··· Given data

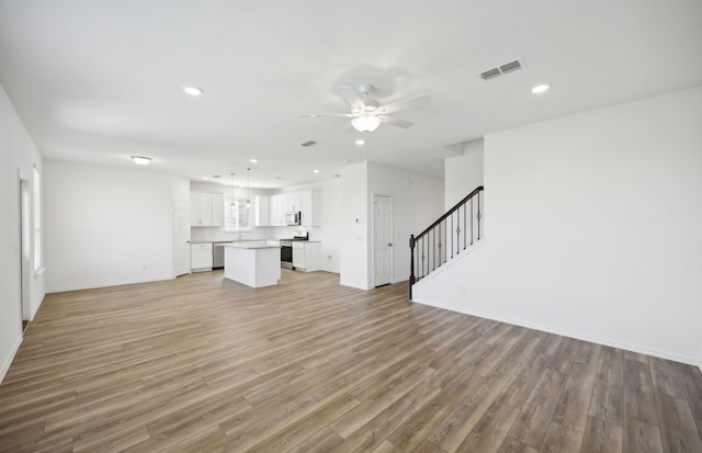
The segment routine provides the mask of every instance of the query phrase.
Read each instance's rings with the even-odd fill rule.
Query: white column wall
[[[20,292],[20,182],[32,182],[32,168],[42,169],[34,141],[27,134],[12,101],[0,86],[0,382],[22,341]],[[46,190],[44,190],[46,192]],[[32,216],[30,216],[32,218]],[[44,219],[44,226],[47,226]],[[31,240],[33,245],[34,241]],[[33,246],[32,246],[33,247]],[[44,275],[30,279],[30,312],[34,317],[44,299]]]
[[[702,87],[490,134],[485,186],[416,301],[702,365]]]
[[[444,212],[452,208],[471,191],[484,185],[484,140],[478,138],[463,144],[463,155],[444,160]]]

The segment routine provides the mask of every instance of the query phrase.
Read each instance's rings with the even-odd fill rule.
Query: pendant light
[[[251,207],[251,168],[246,169],[246,207]]]
[[[229,201],[229,213],[234,214],[237,209],[237,204],[234,202],[234,173],[231,174],[231,199]]]

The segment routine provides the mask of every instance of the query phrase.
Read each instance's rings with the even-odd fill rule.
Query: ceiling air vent
[[[519,63],[519,60],[514,60],[500,66],[500,71],[502,73],[507,73],[507,72],[516,71],[517,69],[521,69],[521,68],[522,68],[522,65]]]
[[[506,63],[505,65],[500,65],[497,68],[488,69],[485,72],[480,72],[480,78],[483,80],[490,80],[503,73],[522,69],[524,65],[520,60],[516,59],[514,61]]]
[[[495,68],[495,69],[490,69],[489,71],[485,71],[480,75],[480,77],[483,78],[483,80],[489,80],[492,79],[495,77],[499,77],[501,76],[500,70]]]

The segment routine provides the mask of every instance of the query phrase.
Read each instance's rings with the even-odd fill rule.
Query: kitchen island
[[[223,244],[224,276],[252,287],[276,285],[281,247],[265,240]]]

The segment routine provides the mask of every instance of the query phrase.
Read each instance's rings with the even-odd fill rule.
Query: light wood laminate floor
[[[2,452],[702,452],[694,366],[285,271],[47,295]]]

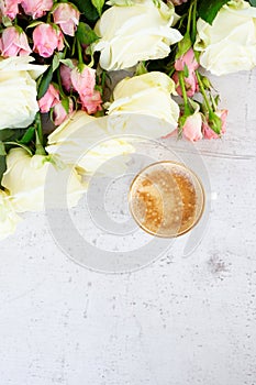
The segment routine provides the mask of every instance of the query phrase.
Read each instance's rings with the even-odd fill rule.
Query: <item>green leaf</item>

······

Take the records above and transcribe them exactly, dropping every picture.

◆ Answer to the problem:
The segment routine provides the mask of every instance of the query phrase.
Read each instance's rings with the even-odd fill rule.
Query: white column wall
[[[20,292],[20,182],[32,182],[32,168],[42,169],[34,141],[27,134],[12,101],[0,86],[0,382],[22,341]],[[46,190],[44,190],[46,192]],[[32,216],[30,216],[32,218]],[[44,219],[44,226],[47,226]],[[31,240],[33,245],[34,241]],[[33,246],[32,246],[33,247]],[[44,275],[30,279],[30,312],[34,317],[44,299]]]
[[[702,87],[490,134],[485,186],[416,301],[702,365]]]
[[[444,212],[452,208],[471,191],[484,185],[484,140],[478,138],[463,144],[463,155],[444,160]]]

The segment routine provides the mask of every instance of the query phrase.
Read each instance's rings with the even-odd fill rule.
Query: pendant light
[[[251,207],[251,168],[246,169],[246,207]]]
[[[229,201],[229,213],[234,214],[237,209],[237,204],[234,202],[234,173],[231,174],[231,199]]]

The segment routine provides the mask of every instance of the query phrase.
Read each instance's rings with the even-odd fill rule.
Query: ceiling air vent
[[[519,63],[519,60],[514,60],[500,66],[500,71],[502,73],[507,73],[507,72],[516,71],[517,69],[521,69],[521,68],[522,68],[522,65]]]
[[[506,63],[505,65],[500,65],[497,68],[488,69],[485,72],[480,72],[480,78],[483,80],[490,80],[503,73],[522,69],[524,65],[520,60],[516,59],[514,61]]]
[[[495,68],[495,69],[490,69],[489,71],[485,71],[480,75],[480,77],[483,78],[483,80],[489,80],[492,79],[495,77],[499,77],[501,76],[500,70]]]

The segment routine provides the mask of every instance of the query phrase.
Read each instance's rings with the even-odd fill rule.
Query: kitchen island
[[[223,244],[224,276],[252,287],[276,285],[281,247],[265,240]]]

The segment routine provides the mask of every instance of the query phrase.
Read each instance's rings with the even-odd fill rule.
Query: light wood laminate floor
[[[2,452],[702,452],[694,366],[285,271],[47,295]]]

The segment routine provides the mask of every instance of the query phrase.
Read each instance's rings with the even-odd fill rule.
Query: <item>green leaf</item>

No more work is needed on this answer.